§ **Written problem**
Transcribe the listing below line for line, keeping every character unchanged, and leave out the pictures.

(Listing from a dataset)

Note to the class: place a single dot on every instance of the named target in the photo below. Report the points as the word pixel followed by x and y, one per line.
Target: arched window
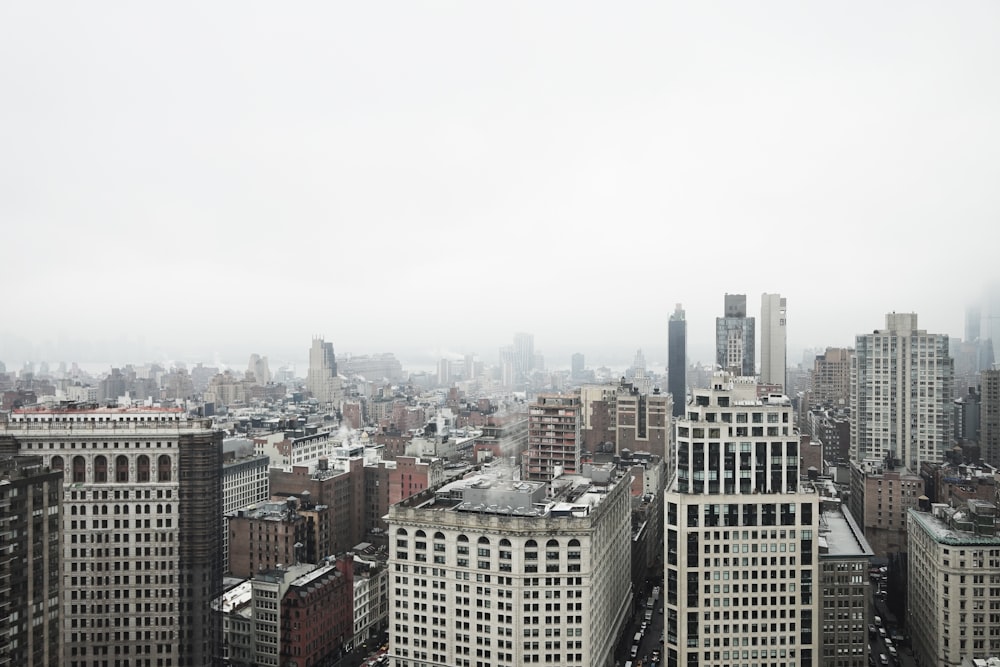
pixel 121 468
pixel 142 468
pixel 100 469
pixel 163 468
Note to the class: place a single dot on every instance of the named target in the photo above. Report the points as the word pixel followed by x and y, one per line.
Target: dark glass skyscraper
pixel 677 359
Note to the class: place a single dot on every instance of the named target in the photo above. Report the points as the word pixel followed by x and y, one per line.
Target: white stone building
pixel 742 535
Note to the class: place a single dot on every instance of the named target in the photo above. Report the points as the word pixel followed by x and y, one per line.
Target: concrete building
pixel 953 588
pixel 735 338
pixel 30 569
pixel 773 340
pixel 844 559
pixel 322 380
pixel 901 393
pixel 677 360
pixel 989 417
pixel 142 530
pixel 881 495
pixel 553 437
pixel 290 615
pixel 245 482
pixel 831 378
pixel 491 571
pixel 742 534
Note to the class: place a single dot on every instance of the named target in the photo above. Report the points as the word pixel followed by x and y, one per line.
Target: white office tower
pixel 322 380
pixel 741 552
pixel 492 571
pixel 142 531
pixel 773 340
pixel 902 381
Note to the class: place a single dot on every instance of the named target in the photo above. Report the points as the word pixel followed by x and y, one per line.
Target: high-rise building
pixel 734 338
pixel 677 360
pixel 322 380
pixel 495 571
pixel 901 393
pixel 742 534
pixel 952 593
pixel 30 527
pixel 831 378
pixel 142 530
pixel 773 340
pixel 553 437
pixel 989 417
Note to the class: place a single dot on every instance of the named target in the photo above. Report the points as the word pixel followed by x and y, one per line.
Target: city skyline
pixel 292 173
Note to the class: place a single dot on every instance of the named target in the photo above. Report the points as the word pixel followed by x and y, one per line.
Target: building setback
pixel 142 530
pixel 491 571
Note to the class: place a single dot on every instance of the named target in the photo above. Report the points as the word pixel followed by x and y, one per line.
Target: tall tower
pixel 141 530
pixel 734 338
pixel 677 359
pixel 322 380
pixel 902 388
pixel 773 339
pixel 742 533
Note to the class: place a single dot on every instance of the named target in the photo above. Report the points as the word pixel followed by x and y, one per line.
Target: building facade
pixel 953 588
pixel 773 340
pixel 677 360
pixel 735 338
pixel 901 393
pixel 30 572
pixel 742 535
pixel 989 417
pixel 491 571
pixel 553 437
pixel 142 530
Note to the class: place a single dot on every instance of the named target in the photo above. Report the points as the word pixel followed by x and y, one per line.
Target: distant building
pixel 510 572
pixel 677 360
pixel 773 340
pixel 30 571
pixel 901 394
pixel 880 497
pixel 142 521
pixel 735 338
pixel 953 587
pixel 553 437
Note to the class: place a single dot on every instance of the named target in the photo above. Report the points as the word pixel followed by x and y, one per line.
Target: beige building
pixel 491 571
pixel 953 587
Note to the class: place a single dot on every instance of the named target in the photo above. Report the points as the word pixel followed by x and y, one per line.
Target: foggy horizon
pixel 192 181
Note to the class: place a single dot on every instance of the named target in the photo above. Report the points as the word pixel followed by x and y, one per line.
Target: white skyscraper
pixel 322 380
pixel 901 393
pixel 742 534
pixel 773 339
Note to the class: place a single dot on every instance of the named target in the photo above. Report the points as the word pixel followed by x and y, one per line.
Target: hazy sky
pixel 432 177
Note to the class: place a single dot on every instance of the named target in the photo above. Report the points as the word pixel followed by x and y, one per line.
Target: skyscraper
pixel 734 338
pixel 142 530
pixel 741 547
pixel 773 339
pixel 322 380
pixel 901 393
pixel 677 359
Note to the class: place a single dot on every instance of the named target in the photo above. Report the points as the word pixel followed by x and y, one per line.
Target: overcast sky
pixel 214 179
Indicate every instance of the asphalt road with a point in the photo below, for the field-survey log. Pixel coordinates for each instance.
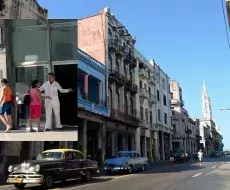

§ **Full response**
Note to the class: place a single dot on every instance of the named target in the photo below. Report the points as the word pixel followed by x and y, one per line.
Target: arched window
pixel 121 468
pixel 142 468
pixel 100 469
pixel 163 468
Note to the class: place a single dot on every instance of the named target in the photo above. Report the points as the word pixel followed by x and y, one per line.
Target: dark glass skyscraper
pixel 677 359
Note to the class: place a single dot on every instance of the named target in the photo above. Report the points as the word pixel followed by x and y, one per line.
Target: white stone building
pixel 742 535
Note to the class: place a single dot on every instance of the named target in the photo above. Report the points as the word pixel followed by x and y, one per line.
Target: concrete building
pixel 953 588
pixel 735 338
pixel 30 569
pixel 773 340
pixel 844 559
pixel 322 380
pixel 901 393
pixel 677 360
pixel 989 417
pixel 142 530
pixel 881 495
pixel 553 437
pixel 290 615
pixel 245 482
pixel 831 378
pixel 491 571
pixel 742 534
Note to the class: place a single dot on every instance of the named target in the photo above. Report the points as the word pixel followed by x and y, one per line.
Target: white office tower
pixel 322 380
pixel 741 552
pixel 492 571
pixel 142 531
pixel 773 340
pixel 902 381
Note to the class: place a single dot on every instance of the named target in the photo above. Report the points as the word pixel followed by x and y, one per line.
Target: high-rise building
pixel 734 338
pixel 677 360
pixel 322 380
pixel 495 571
pixel 901 393
pixel 742 534
pixel 952 593
pixel 30 527
pixel 831 378
pixel 142 530
pixel 773 340
pixel 553 437
pixel 989 417
Note to the class: place a single dot on every instance of the named target in the photo above. Report the points as the word pixel followed by x and y, one per line.
Target: city skyline
pixel 292 173
Note to the class: place a single dot on every instance of the named target in the photo above. Report the points as the word pixel followed by x and y, one per line.
Target: building setback
pixel 142 530
pixel 491 571
Note to the class: place a single dot on every instance of the named target in the photo above. Report the points as the word pixel followed by x and y, one per line.
Target: tall tower
pixel 141 530
pixel 734 338
pixel 677 359
pixel 322 380
pixel 902 388
pixel 773 339
pixel 742 533
Note to the class: place a single dot on every instance of the named target in the photo above. Report the points as the word pixel followed by x and y, one per line.
Target: building facade
pixel 953 588
pixel 773 340
pixel 677 360
pixel 735 338
pixel 901 393
pixel 30 572
pixel 742 535
pixel 989 417
pixel 491 571
pixel 553 437
pixel 142 530
Note to the class: place a single dot on every instance of the named target in the photo above. Report the points as the word pixel followed by x and y, one per line.
Target: distant building
pixel 510 572
pixel 677 360
pixel 773 340
pixel 30 571
pixel 901 394
pixel 880 497
pixel 142 521
pixel 735 338
pixel 953 587
pixel 553 437
Note to the class: place a single dot on every instance of the named target in the photo above. Report the points as the word pixel followed by x and y, one per line.
Target: beige building
pixel 491 571
pixel 953 587
Note to the class: place a single dot on every instance of the named target in the photo above. Report the points as the word pixel followed by x and y, one per line.
Target: foggy horizon
pixel 192 181
Note to the class: place a single dot on every instance of the named target in the photo above. Report the points as the word pixel followed by x and y, one per line.
Target: white skyscraper
pixel 322 380
pixel 901 393
pixel 742 534
pixel 773 339
Note to the class: place a single dot on every instance of the named target in the photo above. Report the points as the word pixel followed by x and y, one per line.
Target: hazy sky
pixel 432 177
Note to the class: place a single dot on every instance of the named target in the photo above. Report the points as the word pixel followed by x and y, one per line.
Target: skyscraper
pixel 734 338
pixel 142 530
pixel 741 547
pixel 773 339
pixel 322 380
pixel 901 393
pixel 677 359
Note to the class: place a single dot on every instance of the named target in the photo above. Report the points as the word pixel followed by x and y, one per line.
Target: overcast sky
pixel 214 179
Indicate every instance of the asphalt road with a point in the photo below, for the field-survey log. Pixel coordinates for each instance.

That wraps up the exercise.